Evaluated on the four aforementioned datasets, the proposed architecture achieves state-of-the-art performance on Market-1501, DukeMTMC-ReID and CUHK03-NP-labeled datasets regarding both rank-1 accuracy and mAP as shown in table 1. Especially on DukeMTMC-ReID, it shows a dramatic improvement of 3.3% for R-1 and 6.3% for mAP. For the CUHK03-NP-detected dataset, the model is slightly worse (0.1pp) than the best model but is still competitive and outperforms the third best method by a significant margin. But for the other datasets, our model achieves top performance by a large margin.

5.2 Analysis of the Class Activation Map

Figure 5: We visualize CAM of four stages for the model with and without the spatial attention. In both examples, the model with spatial attention shows a properly distributed focus for every stage.
Figure 6: Given a query image and two test images, (a) is taken from the same camera view with the query and (b) is from another one. The third column of each example shows the original class activation maps. The second column shows the class activation maps with the spatial attention. The failure cases are marked with a red box. All are taken from the stage 2.

**Supplied information**
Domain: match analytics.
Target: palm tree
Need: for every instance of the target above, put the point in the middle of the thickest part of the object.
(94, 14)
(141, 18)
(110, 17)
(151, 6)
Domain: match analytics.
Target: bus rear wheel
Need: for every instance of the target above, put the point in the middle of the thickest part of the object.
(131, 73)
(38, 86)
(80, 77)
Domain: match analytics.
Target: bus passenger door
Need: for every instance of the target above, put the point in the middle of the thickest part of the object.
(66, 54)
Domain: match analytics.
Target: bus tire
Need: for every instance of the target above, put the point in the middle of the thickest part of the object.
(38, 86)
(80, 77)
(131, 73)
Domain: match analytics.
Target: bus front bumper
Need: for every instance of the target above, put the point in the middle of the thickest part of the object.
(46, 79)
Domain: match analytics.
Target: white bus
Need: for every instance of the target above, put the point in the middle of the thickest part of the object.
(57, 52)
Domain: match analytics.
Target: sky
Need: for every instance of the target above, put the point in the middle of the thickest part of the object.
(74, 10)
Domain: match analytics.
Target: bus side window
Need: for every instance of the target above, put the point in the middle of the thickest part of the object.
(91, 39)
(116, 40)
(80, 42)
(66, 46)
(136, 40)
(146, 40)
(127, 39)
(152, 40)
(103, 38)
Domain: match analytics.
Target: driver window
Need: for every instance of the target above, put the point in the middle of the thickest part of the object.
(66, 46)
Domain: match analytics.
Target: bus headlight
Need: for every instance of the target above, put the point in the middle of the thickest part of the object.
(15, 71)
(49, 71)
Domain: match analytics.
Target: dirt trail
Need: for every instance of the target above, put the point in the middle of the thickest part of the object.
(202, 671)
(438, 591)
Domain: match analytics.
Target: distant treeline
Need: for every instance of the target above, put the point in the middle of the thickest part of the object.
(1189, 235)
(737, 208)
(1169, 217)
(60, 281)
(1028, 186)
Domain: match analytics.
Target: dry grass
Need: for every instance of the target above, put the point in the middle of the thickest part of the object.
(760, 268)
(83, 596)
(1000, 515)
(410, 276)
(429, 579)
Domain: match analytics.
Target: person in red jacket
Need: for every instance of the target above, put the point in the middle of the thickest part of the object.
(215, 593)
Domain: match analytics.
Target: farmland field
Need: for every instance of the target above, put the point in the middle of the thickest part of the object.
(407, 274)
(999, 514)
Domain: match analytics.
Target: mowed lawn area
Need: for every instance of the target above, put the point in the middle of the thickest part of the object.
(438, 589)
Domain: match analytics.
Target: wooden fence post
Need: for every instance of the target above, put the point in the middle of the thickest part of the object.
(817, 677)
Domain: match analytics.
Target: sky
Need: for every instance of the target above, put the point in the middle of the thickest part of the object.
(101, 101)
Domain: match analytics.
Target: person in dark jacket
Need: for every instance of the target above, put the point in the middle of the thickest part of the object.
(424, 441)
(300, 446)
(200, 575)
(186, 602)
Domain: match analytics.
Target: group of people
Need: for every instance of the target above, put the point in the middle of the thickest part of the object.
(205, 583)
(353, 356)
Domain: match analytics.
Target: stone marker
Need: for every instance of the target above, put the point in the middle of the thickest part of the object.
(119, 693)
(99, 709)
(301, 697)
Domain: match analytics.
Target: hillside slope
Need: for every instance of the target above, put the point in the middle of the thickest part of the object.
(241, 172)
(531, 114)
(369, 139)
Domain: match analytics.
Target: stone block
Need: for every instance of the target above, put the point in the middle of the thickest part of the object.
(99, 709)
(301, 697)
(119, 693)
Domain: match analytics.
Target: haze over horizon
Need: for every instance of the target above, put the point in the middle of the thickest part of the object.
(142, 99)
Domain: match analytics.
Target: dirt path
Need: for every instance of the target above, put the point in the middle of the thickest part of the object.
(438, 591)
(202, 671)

**Set tasks**
1 - From the person re-identification excerpt above, quote the passage that begins at the words "Evaluated on the" and stops after "a large margin.".
2 - Extend the person re-identification excerpt from its final sentence.

**The answers**
1 -
Evaluated on the four aforementioned datasets, the proposed architecture achieves state-of-the-art performance on Market-1501, DukeMTMC-ReID and CUHK03-NP-labeled datasets regarding both rank-1 accuracy and mAP as shown in table 1. Especially on DukeMTMC-ReID, it shows a dramatic improvement of 3.3% for R-1 and 6.3% for mAP. For the CUHK03-NP-detected dataset, the model is slightly worse (0.1pp) than the best model but is still competitive and outperforms the third best method by a significant margin. But for the other datasets, our model achieves top performance by a large margin.

2 -
Zhou et al. [40] used class activation maps (CAM) to illustrate the distribution of the contribution of different image regions when a certain class of object is recognized. Following the same scheme, we visualize the CAM of different stages and different examples in figure 5 and figure 6. As mentioned before, GAP with the spatial attention layers (SA) distributes the focus of the model, thus covers more details of the image. Since the feature map from each stage of the proposed model has a deeply supervised branch, we can visualize the CAM for different stages given an input image. Figure 5 compares the CAM using GAP with or without SA for each stage. GAP with SA shows a pattern of less concentrated attention in general no matter how deep the feature map is. The activations from stage 1 and 2 represents some low-level and intermediate-level features. However, in the stage 3 and 4, the receptive field of the activations can cover the entire width of the image. Therefore, the highlighted area on CAM is more elongated. But still, GAP with SA is more scattered along the vertical axis.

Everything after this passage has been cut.